■ Data to process:
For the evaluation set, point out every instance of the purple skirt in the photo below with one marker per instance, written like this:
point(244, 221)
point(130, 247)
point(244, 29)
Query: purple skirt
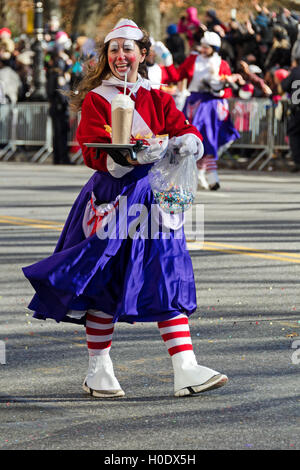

■ Exercise prompt: Rewrite the data above, replacing every "purple skirt" with "red dress" and leaving everything else unchanged. Omit the pictures from your answer.

■ Task result:
For the evaluation set, point out every instance of the red dress in the photo below with one marker per instance, written like this:
point(244, 221)
point(130, 247)
point(244, 29)
Query: red dress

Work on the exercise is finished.